Records: Begin

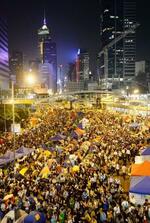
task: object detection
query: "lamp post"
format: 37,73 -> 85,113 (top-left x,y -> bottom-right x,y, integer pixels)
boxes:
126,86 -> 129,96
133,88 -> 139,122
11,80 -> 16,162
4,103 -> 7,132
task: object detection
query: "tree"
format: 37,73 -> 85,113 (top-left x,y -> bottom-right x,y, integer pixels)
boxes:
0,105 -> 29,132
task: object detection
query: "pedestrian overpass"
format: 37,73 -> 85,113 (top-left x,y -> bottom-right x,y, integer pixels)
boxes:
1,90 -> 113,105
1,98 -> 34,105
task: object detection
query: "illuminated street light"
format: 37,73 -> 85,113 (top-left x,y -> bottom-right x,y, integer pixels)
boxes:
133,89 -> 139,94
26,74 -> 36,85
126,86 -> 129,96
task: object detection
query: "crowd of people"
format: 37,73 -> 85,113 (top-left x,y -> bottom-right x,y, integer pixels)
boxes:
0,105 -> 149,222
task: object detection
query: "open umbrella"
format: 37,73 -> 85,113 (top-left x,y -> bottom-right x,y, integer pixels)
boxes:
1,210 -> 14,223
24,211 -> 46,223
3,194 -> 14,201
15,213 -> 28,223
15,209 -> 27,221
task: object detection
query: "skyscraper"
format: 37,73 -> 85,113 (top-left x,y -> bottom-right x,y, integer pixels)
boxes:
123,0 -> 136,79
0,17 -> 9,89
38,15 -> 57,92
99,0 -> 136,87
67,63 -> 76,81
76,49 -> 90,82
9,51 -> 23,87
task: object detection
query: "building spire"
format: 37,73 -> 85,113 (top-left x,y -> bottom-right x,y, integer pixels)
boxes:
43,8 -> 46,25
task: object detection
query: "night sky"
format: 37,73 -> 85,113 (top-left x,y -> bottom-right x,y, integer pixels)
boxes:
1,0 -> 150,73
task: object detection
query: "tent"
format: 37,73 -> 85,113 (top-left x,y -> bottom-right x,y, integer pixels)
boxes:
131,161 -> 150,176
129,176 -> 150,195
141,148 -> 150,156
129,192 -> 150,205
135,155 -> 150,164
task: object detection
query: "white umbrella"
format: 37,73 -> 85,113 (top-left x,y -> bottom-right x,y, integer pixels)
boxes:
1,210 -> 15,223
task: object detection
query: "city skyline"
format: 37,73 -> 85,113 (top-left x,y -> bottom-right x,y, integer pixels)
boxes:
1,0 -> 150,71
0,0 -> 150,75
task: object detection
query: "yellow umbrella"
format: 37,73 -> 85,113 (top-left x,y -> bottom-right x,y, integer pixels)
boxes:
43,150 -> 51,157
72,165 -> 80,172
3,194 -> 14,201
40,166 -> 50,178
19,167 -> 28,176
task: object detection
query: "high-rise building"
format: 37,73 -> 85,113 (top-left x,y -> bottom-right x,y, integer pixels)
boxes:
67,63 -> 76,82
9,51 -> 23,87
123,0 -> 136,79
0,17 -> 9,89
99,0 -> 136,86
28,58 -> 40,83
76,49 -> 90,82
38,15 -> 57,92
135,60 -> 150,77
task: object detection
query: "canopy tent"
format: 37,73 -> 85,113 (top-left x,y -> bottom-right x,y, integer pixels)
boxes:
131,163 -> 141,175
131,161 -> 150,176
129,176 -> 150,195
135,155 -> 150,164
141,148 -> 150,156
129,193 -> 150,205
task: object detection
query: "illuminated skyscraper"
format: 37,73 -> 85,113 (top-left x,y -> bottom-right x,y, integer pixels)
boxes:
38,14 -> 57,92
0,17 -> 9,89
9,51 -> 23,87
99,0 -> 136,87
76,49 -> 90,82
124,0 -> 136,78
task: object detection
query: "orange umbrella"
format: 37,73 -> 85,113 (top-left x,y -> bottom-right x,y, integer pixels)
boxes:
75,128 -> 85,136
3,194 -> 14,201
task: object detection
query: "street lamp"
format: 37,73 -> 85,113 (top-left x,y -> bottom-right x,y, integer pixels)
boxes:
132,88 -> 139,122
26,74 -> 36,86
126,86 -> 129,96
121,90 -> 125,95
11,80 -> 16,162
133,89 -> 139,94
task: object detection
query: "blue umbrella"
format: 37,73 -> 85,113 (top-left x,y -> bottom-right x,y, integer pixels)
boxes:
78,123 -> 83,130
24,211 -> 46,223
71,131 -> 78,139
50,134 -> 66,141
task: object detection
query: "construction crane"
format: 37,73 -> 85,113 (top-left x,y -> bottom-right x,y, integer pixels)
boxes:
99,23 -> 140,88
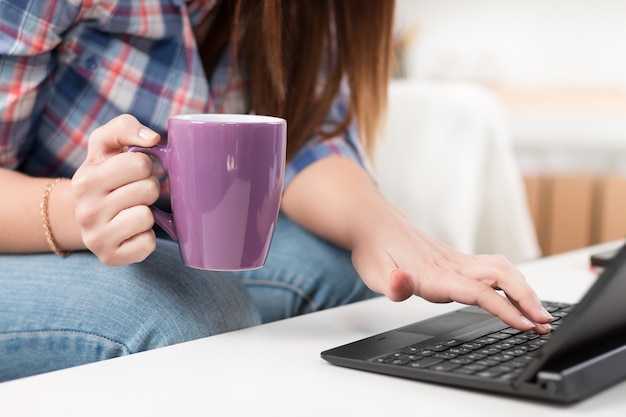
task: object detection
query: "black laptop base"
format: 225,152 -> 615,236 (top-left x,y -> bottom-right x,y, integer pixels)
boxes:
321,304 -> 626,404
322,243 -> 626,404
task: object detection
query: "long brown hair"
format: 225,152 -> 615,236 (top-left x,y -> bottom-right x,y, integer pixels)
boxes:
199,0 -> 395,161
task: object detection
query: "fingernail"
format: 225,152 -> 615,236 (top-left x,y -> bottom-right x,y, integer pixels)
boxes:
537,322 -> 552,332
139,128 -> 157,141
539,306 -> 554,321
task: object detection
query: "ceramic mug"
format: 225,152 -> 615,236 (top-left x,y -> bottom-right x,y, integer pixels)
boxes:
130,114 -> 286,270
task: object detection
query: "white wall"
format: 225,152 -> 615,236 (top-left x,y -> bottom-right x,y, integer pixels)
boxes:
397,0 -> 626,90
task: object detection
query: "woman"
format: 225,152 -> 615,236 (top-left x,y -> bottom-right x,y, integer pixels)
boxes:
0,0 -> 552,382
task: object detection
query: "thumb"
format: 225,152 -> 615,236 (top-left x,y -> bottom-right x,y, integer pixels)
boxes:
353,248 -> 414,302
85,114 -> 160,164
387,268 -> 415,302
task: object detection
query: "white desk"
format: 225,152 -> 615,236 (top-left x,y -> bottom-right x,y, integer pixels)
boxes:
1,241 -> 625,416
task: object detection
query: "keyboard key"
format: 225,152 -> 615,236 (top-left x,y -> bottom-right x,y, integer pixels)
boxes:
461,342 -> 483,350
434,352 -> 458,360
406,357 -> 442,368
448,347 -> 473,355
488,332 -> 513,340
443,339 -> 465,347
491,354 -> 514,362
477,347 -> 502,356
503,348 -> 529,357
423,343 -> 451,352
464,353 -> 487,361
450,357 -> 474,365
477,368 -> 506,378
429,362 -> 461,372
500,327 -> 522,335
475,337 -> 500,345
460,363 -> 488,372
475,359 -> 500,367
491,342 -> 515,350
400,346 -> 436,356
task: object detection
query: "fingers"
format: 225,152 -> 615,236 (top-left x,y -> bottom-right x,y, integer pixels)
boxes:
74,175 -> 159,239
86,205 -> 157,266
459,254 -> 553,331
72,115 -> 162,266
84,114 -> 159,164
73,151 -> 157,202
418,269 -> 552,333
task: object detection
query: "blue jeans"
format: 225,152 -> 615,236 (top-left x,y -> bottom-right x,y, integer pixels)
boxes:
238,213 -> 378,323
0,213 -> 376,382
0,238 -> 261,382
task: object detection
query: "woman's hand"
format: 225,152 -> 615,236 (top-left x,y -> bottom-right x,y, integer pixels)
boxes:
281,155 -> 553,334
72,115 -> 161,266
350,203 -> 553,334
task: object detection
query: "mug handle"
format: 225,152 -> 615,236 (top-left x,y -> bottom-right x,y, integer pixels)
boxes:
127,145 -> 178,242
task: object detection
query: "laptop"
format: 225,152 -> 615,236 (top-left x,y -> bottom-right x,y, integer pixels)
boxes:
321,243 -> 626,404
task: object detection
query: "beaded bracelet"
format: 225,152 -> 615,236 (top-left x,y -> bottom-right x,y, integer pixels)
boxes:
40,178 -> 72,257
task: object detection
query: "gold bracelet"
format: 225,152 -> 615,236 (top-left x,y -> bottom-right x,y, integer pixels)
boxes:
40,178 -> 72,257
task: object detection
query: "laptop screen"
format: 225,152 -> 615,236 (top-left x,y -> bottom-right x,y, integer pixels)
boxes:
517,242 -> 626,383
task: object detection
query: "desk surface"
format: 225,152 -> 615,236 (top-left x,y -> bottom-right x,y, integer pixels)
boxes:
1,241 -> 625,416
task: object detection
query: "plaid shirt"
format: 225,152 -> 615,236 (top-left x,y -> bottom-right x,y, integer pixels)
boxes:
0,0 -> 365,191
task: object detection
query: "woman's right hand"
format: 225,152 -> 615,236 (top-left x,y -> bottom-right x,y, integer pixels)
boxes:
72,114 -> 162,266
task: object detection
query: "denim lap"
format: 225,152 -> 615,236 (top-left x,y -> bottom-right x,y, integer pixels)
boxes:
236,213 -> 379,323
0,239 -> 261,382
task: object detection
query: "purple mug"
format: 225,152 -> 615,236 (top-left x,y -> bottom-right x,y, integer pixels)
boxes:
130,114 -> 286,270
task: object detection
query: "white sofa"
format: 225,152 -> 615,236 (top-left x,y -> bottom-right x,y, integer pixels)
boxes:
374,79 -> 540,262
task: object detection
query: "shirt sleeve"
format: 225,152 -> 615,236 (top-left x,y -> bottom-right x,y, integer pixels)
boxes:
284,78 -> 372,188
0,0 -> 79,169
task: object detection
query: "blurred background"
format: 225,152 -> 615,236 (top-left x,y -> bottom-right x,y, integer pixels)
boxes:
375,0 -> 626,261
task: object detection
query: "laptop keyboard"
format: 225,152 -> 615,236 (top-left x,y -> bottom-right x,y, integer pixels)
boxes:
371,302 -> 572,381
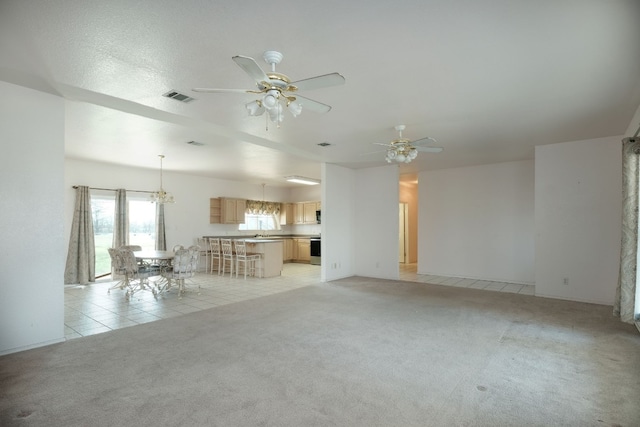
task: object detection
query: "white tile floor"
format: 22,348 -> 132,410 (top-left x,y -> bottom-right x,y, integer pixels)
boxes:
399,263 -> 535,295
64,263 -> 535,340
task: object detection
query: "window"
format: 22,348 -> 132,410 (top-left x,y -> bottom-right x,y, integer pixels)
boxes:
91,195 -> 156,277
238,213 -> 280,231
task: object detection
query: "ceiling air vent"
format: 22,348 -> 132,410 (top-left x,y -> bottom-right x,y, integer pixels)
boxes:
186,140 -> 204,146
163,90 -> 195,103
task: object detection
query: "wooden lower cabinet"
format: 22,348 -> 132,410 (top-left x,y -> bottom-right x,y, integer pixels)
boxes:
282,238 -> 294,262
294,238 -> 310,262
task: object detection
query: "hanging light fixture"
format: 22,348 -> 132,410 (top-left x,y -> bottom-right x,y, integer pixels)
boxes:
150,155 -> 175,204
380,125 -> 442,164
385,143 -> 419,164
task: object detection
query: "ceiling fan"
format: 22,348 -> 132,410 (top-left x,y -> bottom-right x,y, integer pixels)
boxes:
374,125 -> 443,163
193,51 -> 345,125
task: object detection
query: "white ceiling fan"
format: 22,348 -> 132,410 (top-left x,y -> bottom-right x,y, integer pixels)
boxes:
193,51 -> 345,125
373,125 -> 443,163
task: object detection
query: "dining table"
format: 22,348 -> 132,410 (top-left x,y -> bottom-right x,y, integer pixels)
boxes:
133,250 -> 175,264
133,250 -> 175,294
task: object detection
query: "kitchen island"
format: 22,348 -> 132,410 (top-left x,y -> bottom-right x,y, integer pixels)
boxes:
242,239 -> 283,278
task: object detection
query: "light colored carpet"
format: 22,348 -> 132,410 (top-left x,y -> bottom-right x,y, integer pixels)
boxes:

Records: End
Records: Begin

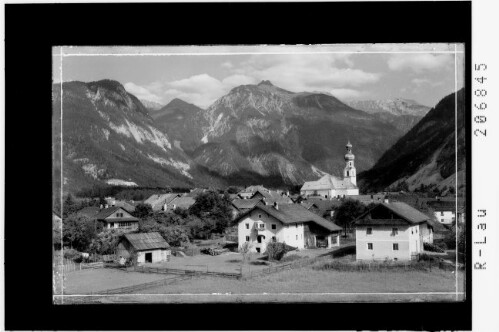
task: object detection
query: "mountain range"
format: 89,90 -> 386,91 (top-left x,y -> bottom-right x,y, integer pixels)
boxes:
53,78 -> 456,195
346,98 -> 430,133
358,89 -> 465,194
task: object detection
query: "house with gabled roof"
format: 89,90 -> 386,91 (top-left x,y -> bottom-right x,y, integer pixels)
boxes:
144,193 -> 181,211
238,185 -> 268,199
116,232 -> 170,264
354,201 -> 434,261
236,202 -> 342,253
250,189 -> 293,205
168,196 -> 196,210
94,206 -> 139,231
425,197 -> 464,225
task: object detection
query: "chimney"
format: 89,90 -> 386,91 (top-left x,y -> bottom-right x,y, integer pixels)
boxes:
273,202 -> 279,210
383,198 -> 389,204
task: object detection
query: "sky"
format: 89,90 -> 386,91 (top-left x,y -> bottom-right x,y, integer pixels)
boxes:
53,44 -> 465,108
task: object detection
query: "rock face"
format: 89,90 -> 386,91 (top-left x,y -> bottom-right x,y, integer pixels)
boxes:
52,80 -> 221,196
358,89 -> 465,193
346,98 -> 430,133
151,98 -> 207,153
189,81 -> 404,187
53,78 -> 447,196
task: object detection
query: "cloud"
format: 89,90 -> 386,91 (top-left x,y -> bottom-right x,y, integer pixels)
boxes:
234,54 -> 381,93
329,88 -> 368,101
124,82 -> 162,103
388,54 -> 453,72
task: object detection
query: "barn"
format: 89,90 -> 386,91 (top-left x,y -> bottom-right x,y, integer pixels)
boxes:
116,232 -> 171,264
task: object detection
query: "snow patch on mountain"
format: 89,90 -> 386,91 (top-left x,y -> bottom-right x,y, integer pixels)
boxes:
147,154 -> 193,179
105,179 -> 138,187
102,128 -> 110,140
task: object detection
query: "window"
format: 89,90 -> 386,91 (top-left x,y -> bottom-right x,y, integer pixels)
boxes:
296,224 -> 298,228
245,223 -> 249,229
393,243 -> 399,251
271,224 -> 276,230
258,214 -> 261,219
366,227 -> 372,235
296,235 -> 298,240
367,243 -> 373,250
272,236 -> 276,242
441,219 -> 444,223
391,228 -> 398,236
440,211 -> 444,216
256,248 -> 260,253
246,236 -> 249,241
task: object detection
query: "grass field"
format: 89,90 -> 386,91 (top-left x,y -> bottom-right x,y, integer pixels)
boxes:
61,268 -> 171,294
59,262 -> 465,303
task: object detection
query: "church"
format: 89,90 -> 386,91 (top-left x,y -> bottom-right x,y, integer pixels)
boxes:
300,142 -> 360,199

Records: End

Please show every line above that includes the word "street".

_Result for this task_
query: "illuminated street light"
query: "street lamp"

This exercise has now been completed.